Point-per-instance localization data
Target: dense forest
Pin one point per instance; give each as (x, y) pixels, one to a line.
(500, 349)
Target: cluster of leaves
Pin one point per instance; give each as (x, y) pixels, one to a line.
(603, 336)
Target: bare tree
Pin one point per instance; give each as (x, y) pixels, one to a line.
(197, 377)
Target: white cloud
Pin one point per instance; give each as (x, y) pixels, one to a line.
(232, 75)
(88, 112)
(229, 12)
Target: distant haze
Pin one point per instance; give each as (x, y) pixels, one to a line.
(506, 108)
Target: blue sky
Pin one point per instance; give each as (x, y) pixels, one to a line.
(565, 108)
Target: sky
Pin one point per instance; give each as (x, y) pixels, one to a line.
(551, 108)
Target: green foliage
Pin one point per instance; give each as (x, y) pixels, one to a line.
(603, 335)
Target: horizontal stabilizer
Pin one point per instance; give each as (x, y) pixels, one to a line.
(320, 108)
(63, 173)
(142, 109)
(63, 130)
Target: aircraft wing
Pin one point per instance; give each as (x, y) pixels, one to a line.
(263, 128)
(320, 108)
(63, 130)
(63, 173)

DESCRIPTION OF THE TASK: Set down the whole of the data, exactly as it stands.

WRITTEN ANSWER:
Target: dense forest
Pin one point per instance; give each as (x, y) pixels, one to a line.
(500, 349)
Target: cluster of leaves
Pin one point per instance; give each as (x, y) pixels, one to a line.
(603, 336)
Target: bare tree
Pin one point per instance; give each as (x, y) pixels, one to a line.
(197, 377)
Target: white cloud
Pin one point per instance; give each as (x, y) pixels, one to a line.
(232, 75)
(88, 112)
(229, 12)
Target: distant haze
Pin one point per instance; give each as (x, y) pixels, one to a line.
(506, 108)
Target: blue sky
Pin one point per instance; give each as (x, y) pixels, one to a line.
(565, 108)
Target: sky
Pin one point per instance; give each as (x, y) pixels, one to a line.
(551, 108)
Target: green foliage
Pin one point per instance; give each as (x, y) pixels, one to a line.
(603, 335)
Target: horizontal stabilizer
Pin one point per instance; give each as (x, y) pixels, one to a line.
(320, 108)
(63, 173)
(142, 109)
(63, 130)
Target: aircraft wing
Pin one point per instance; give each as (x, y) pixels, one to a line.
(263, 128)
(320, 108)
(63, 130)
(63, 173)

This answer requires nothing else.